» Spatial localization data
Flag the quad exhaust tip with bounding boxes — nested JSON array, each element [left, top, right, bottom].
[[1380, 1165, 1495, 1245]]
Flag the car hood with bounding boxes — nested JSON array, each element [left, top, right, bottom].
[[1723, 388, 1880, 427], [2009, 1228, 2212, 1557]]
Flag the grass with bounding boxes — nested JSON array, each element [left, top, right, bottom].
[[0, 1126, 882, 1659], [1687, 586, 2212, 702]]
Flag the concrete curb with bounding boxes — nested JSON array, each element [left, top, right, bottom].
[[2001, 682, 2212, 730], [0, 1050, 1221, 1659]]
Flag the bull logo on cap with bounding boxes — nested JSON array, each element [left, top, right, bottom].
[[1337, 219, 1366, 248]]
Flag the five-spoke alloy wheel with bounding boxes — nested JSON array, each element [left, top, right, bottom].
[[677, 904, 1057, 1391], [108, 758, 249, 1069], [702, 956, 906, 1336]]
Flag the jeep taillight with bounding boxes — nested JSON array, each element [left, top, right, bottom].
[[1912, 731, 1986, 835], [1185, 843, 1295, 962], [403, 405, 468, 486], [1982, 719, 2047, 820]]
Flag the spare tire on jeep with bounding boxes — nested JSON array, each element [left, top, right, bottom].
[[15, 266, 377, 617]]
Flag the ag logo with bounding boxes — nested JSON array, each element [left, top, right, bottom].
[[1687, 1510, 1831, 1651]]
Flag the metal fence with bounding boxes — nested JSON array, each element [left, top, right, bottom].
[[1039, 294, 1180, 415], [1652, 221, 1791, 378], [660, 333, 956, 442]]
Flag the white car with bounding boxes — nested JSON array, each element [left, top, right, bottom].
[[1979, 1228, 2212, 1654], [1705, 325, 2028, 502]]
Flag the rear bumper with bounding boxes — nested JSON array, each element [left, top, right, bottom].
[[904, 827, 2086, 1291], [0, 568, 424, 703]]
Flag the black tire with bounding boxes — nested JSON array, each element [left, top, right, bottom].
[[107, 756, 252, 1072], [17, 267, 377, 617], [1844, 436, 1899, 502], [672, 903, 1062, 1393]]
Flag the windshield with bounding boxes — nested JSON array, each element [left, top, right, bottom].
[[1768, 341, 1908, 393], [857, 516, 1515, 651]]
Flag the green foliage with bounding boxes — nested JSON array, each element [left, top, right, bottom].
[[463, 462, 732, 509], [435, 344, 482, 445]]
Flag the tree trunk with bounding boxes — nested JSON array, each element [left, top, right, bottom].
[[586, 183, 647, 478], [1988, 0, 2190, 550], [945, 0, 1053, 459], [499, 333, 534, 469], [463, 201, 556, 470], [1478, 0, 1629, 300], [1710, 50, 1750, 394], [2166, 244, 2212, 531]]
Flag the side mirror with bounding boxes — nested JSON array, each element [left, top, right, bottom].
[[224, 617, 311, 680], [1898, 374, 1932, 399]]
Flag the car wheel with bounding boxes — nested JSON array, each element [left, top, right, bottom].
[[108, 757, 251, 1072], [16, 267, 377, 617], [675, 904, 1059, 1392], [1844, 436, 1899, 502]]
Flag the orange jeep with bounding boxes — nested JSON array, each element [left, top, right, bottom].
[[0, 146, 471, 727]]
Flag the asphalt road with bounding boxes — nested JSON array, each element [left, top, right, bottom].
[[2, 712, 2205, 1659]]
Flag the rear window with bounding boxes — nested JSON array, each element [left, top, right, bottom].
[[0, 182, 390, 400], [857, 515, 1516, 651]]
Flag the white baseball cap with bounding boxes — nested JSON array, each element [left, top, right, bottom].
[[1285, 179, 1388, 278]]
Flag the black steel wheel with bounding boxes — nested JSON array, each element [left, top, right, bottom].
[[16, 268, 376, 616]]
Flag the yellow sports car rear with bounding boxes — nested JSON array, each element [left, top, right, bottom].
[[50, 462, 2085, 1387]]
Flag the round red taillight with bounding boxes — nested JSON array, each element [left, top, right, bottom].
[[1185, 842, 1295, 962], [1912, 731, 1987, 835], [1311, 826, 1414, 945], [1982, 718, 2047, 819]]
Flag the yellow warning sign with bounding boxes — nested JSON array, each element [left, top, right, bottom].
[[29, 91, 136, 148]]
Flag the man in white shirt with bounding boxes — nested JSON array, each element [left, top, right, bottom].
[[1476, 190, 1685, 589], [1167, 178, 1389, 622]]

» Task requirements
Retype every entry, keeping each character as it was.

» Task response
Flag the quad exhaust tip with bounding boxes — nested JSON array, each element [left, top, right, bottom].
[[1380, 1165, 1495, 1245]]
Flag the car hood with bounding boxes — nested JSON array, each element [left, top, right, bottom].
[[1723, 388, 1880, 427], [2009, 1228, 2212, 1557]]
Flag the grass with bounding boxes — nested JSON array, each element [left, top, right, bottom].
[[0, 1126, 882, 1659], [1687, 586, 2212, 702]]
Flag the concrete curb with bounding boxes — nested JSON array, each element [left, top, right, bottom].
[[2001, 682, 2212, 730], [0, 1050, 1221, 1659]]
Flag the bull logo on cap with bounding boxes — nested JSON array, each element [left, top, right, bottom].
[[1337, 219, 1366, 248]]
Flag the five-spoke alloy wheel with bounding boxes — nested JSON array, each element [left, top, right, bottom].
[[677, 904, 1057, 1391], [108, 758, 249, 1069], [702, 956, 906, 1336]]
Flag the jeep taillight with bounding boxes — nested JSON array, each element [left, top, right, bottom].
[[1912, 731, 1986, 835], [1185, 843, 1295, 962], [403, 405, 468, 486], [1982, 719, 2047, 820]]
Flag the spare tire on jeep with bounding boxes — nested JSON array, each element [left, top, right, bottom].
[[15, 266, 377, 617]]
Flag the ag logo with bounding boxes — nested JSON array, each element [left, top, right, bottom].
[[1687, 1510, 1831, 1651]]
Flag the metal fence with bounding boxes — nested JSON array, each element [left, top, right, bottom].
[[1039, 294, 1180, 415], [1652, 221, 1791, 378], [660, 333, 956, 442]]
Flag the white car with bounding boxes — nested JSON array, each element [left, top, right, bottom].
[[1979, 1228, 2212, 1654], [1705, 325, 2028, 502]]
Flag the rear bumper with bounding boxes — nested JSON array, each element [left, top, right, bottom].
[[904, 827, 2086, 1291], [0, 568, 424, 703]]
Flag the black tire with bounding boxes — nested JSON array, each element [left, top, right, bottom].
[[107, 756, 252, 1072], [17, 267, 377, 617], [1844, 436, 1899, 502], [672, 903, 1062, 1393]]
Flag the windshield with bounding boxes — nested JSON array, each element [left, top, right, bottom].
[[1768, 341, 1908, 393], [857, 516, 1515, 651]]
Flag the green foliage with bounding boxes — nested JSON array, each element [left, top, right, bottom].
[[463, 462, 732, 509], [435, 344, 482, 445]]
Flag the tree trunk with bounding boxes — nested JSON array, each element [left, top, right, bottom].
[[586, 183, 647, 478], [1988, 0, 2190, 550], [945, 0, 1053, 459], [499, 333, 534, 469], [463, 201, 556, 470], [1478, 0, 1629, 300], [1710, 50, 1750, 394], [2166, 244, 2212, 531]]
Flag the side mirror with bounding boxes — nested JSON array, each element [left, top, right, bottom].
[[224, 617, 311, 680], [1898, 374, 1932, 399]]
Flag the car wheel with bounding boxes — nested JSON array, each element [left, top, right, bottom].
[[108, 757, 251, 1072], [16, 267, 377, 617], [675, 904, 1059, 1392], [1844, 436, 1899, 502]]
Flag the orange jeep with bounding boxes — nested JSON array, each element [left, top, right, bottom].
[[0, 146, 471, 727]]
Flag the asphalt road with bounding boxes — nested JSON array, each element [left, top, right, bottom].
[[2, 712, 2205, 1659]]
Flag the rear window with bounding boxes — nested JSON array, each element [left, top, right, bottom].
[[0, 182, 390, 400], [857, 515, 1516, 651]]
Flag the white baseball cap with bounding boxes — nested JSON array, each element [left, top, right, bottom].
[[1285, 179, 1388, 278]]
Flag the black steel wheel with bounding boxes — nested JSON array, each element [left, top, right, bottom].
[[16, 268, 376, 616]]
Flag the yellow sports car rear with bounding boxes — nested JSON array, each element [left, top, right, bottom].
[[50, 462, 2085, 1387]]
Flag the round red taillight with bounding boxes — nested JSON array, each element [left, top, right, bottom].
[[1185, 842, 1295, 962], [1912, 731, 1987, 835], [1311, 826, 1414, 945], [1982, 718, 2047, 819]]
Flag the yellow warning sign with bounding boxes — nested JSON array, each element [left, top, right, bottom].
[[29, 91, 136, 148]]
Flag the man in white shirt with bounding boxes — nested JSON array, each element [left, top, right, bottom].
[[1476, 190, 1685, 589], [1167, 178, 1389, 622]]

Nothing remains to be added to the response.